**INSTRUCTION**. Reproduce the records. Keep every word exact and include no images.

**RECORDS FOR THIS EXERCISE**.

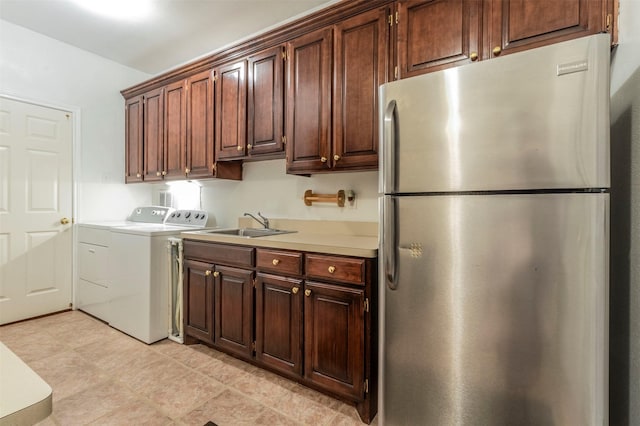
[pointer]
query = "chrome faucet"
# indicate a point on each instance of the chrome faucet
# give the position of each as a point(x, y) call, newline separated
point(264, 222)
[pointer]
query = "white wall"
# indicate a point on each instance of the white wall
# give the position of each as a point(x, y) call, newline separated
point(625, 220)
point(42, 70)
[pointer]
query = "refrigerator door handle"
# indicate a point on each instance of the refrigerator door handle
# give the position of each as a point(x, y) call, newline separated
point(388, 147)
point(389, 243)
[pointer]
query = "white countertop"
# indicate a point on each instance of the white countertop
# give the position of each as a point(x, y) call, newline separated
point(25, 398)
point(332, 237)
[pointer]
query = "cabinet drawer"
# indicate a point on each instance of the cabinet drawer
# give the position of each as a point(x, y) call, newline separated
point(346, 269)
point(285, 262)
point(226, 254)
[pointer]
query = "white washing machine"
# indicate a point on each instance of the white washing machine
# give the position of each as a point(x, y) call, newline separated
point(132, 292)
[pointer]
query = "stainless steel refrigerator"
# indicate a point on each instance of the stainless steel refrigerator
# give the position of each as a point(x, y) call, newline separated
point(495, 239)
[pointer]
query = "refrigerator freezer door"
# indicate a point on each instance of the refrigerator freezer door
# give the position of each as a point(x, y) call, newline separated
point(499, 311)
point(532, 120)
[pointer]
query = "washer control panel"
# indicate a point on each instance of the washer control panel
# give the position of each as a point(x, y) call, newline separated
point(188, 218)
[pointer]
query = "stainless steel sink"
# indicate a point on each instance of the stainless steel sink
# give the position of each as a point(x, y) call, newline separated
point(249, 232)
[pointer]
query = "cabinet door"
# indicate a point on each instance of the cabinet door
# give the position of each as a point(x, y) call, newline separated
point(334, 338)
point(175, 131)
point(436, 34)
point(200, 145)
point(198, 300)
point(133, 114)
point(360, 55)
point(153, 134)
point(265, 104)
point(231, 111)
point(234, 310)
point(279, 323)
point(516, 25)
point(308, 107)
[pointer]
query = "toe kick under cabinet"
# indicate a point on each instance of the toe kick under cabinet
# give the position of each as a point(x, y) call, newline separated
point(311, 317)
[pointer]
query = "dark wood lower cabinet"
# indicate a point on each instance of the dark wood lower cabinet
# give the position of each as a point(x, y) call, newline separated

**REPLY**.
[pointer]
query = "chrome faucet"
# indicate a point on each instance of the chrome faucet
# give the position of each as a point(x, y) call, newline separated
point(264, 222)
[pointer]
query = "white wall"
# indicate a point on each instance of the white wall
# give the position of each as a point(x, y) call, newline separated
point(625, 220)
point(42, 70)
[pointer]
query = "refrigerator door handle"
# indicate a point on each instance of the refrigerator door handle
# give the position of each as a point(x, y) call, newline separated
point(388, 147)
point(389, 243)
[pointer]
query = "white countertop"
# indicate a point on each instance of the white countertop
# give the position of each as a point(x, y) call, newline separated
point(25, 398)
point(332, 237)
[pointer]
query = "cabinet drawer"
# indicate a point on each instance of the cabinet drawer
# give the position of each as a point(x, y) call, newline separated
point(346, 269)
point(285, 262)
point(226, 254)
[pointer]
query = "white washing machine"
# indicate a point on each instance of the white washing machine
# give the position of each as a point(x, y) call, newline separated
point(132, 292)
[pointer]
query = "stainless steel refrigerator"
# indicate a point on each instance of the stainless steel refrigerator
# give the position of each as a point(x, y) call, newline separated
point(495, 239)
[pointer]
query = "refrigerator freezer door"
# indicate a point on each instance of the refrigerator freezer door
# give the position of each as a point(x, y) call, newline separated
point(499, 311)
point(532, 120)
[pointer]
query = "washer control panel"
# indicate a point on each instance of the washer control panel
# give the position of each as a point(x, y) call, newline separated
point(188, 218)
[pointer]
query = "stainless steel sink"
# indicate a point on each instance of the stainless steel sink
# give the position of each as a point(x, y) call, newline separated
point(249, 232)
[pointer]
query = "cabinet door"
# indicate a point on each instance of the cabinet door
# give the position of each as a point(x, y) call, newline separated
point(334, 338)
point(175, 131)
point(436, 34)
point(200, 145)
point(198, 300)
point(133, 114)
point(360, 55)
point(153, 134)
point(265, 104)
point(231, 111)
point(234, 310)
point(279, 323)
point(516, 25)
point(308, 107)
[pointer]
query = "toe kick under cabinet"
# indicate a point on each instance of the toe kick under cabinet
# give the position of each as a point(x, y) call, newline separated
point(311, 317)
[pointer]
query = "dark wood lower cabinet"
# indicate a point on each instance of the dark wood lower cabinet
# give the position of each as a point(x, y) call, newline separated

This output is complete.